Selected extract.
*-*-*
# Antec Earthwatts 750w not enough power for my build?



## azniza (Feb 12, 2011)

I just upgraded my computer GPU, RAM,CPU cooler and PSU but I'm having a hard time getting it to run. First off this is my new setup.

P35 DS3R Motherboard
Q6600 Core to Quad
MSI GTX 560 Ti Twin Frozr
4 GB G.Skill DDR800 PC6400
Antec Earthwatts 750w PSU
Antec 900 Case
Coolermaster Hyper 212 Plus
lg dvd/cd combo drive
500 gb western digital HDD
Asus VG236H 23" 3D 120Hz Moniter

I turned my computer on and it worked fine. I updated to new GPU driver from my old 8800 GTS 512mb driver successfully and restarted. It restarted fine and everything was running perfectly. I then tried to play some 3D games and about 5 mins into the game the computer shut down. Now my computer wont turn on. When I press the power it turns on for a split second and turns off real quick. I put my old GPU in and it worked fine. Could it be that my GPU is fried or is it my PSU thats not powerful enough?

Thanks in advance.


----------



## emosun (Oct 4, 2006)

You say you changed the cpu cooler? Whats the cpu temp at idle and under load?

As for the power supply 750 watts is enough , but an antec earthwatts isn't a very good power supply at all. Antec DID makes some good power supplies in he day , but now they're just not very good quality anymore. It's most likely isn't your current problem , but it should be changed to a better unit. Orit will become a problem.


----------



## azniza (Feb 12, 2011)

are you saying my new GPU is fried?


----------



## emosun (Oct 4, 2006)

No I don't believe I said that. I think I asked what your cpu's temps were and said your power supply isn't very good quality.


----------



## MPR (Aug 28, 2010)

Your problem may be that your PSU only supplies 25 A on a single 12 V rail yet the card requires 30 A.

"Minimum 500W or greater system power supply (with a minimum 12V current rating of 30A)" -- MSI

"[email protected], [email protected], [email protected], [email protected], [email protected], [email protected], [email protected], [email protected]" -- Antec


----------



## azniza (Feb 12, 2011)
*-*-*
Supplied data.
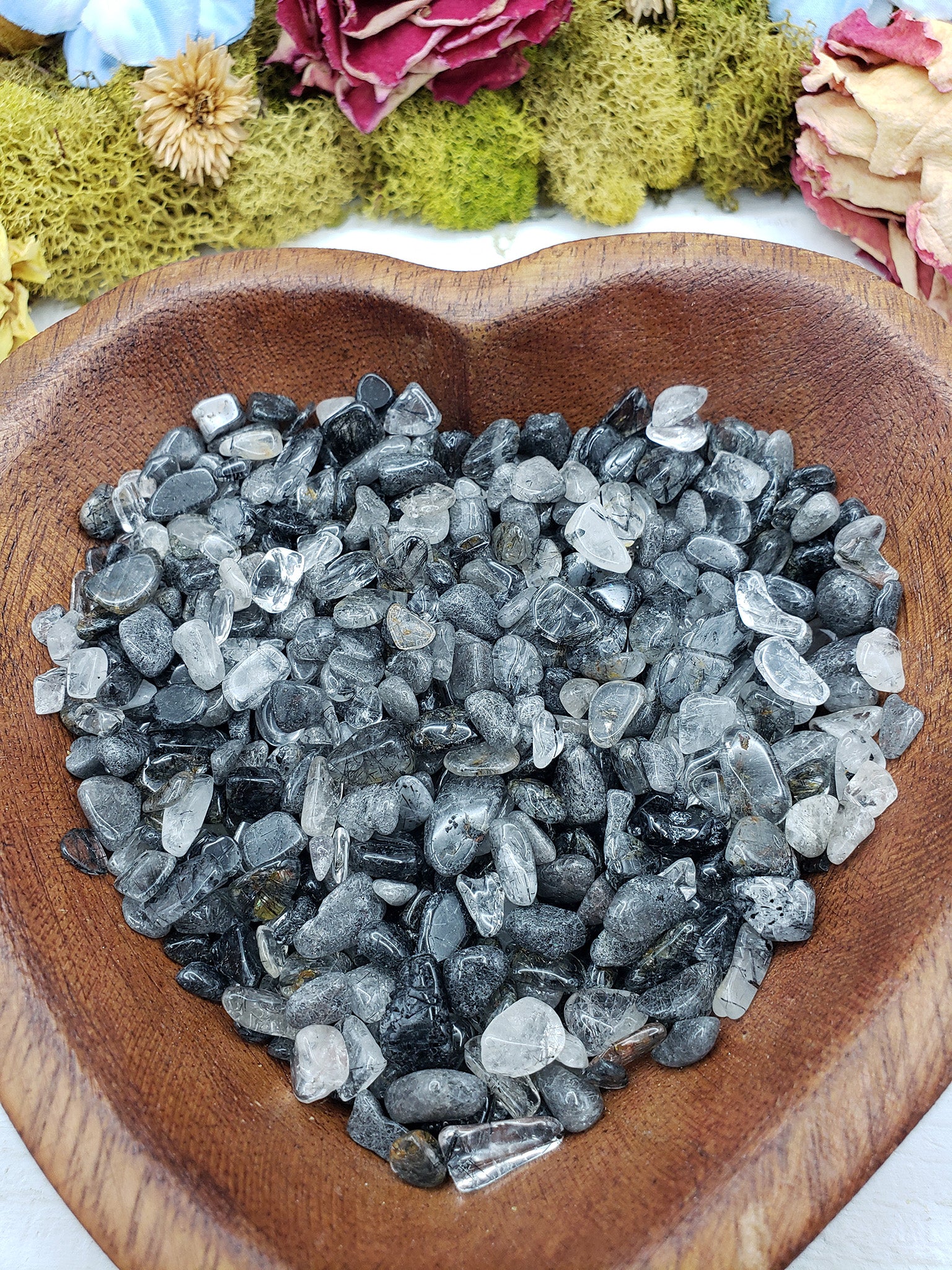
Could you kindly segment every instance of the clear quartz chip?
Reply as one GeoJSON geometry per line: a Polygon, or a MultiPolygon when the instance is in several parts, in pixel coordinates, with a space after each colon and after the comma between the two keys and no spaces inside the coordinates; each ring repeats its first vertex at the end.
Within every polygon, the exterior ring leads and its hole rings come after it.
*-*-*
Written tasks.
A: Check each statement against the forum thread about the Antec Earthwatts 750w power supply, answering yes or no and quoting the words of the thread that decide it: (i) after the shutdown, the computer ran when the old graphics card was put back in; (ii) emosun thinks 750 watts is too little power for this build; (iii) MSI calls for a minimum 12V current rating of 25A.
B: Write the next part of the forum thread about the Antec Earthwatts 750w power supply, picking up where it stops.

Answers to each task.
A:
(i) Yes: "I put my old GPU in and it worked fine."
(ii) No: "As for the power supply 750 watts is enough"
(iii) No: "with a minimum 12V current rating of 30A"

B:
Wow I didn't notice that. Thank you so much for spotting that out. I hope that is the problem and none of my hardware fried on me. I can't believe I paid $130 for a PSU and it's not strong enough. Thanks again for your help and I will try a stronger PSU and see if it helps.


----------



## Tyree (May 10, 2009)

Antec PSU are inconsistent in quality and reliability.
Look for SeaSonic-Corsair-XFX Black Edition for a reliable top quality PSU.


----------



## azniza (Feb 12, 2011)

Alright well I got a new Corsair HX750W I installed all the cables and started it up but nothing happens. I get a bit of spin on the PSU but no power or anything.
I took the GTX 560 Ti out and installed my old 8800 gts 512mb and it boots and runs fine. But after a few minutes I get a No DVI signal. 

Could it be that I fried my GTX 560ti? As I said earlier it worked for 5 mins with the Antec EW 750w, updated drivers and crashed while playing 3D game and now can't get it run even with my Corsair HX750. Please any advice would be greatly appreciated.


----------



## Tumbleweed36 (May 14, 2005)

It may very well be the video card itself, in fact with that Corsair in there, it lends itself to that possibility. I would RMA that card or even see if it works in another unit that maybe a friend has so you can test it that way.

I don't know where you purchased the Antec PSU from, but it might be well worth it to try to take it back. While it may have not been the issue in the first place, the Corsair is much better, so might as well keep the best and send back the rest. Most good companies will let you do that and that would save you some bucks.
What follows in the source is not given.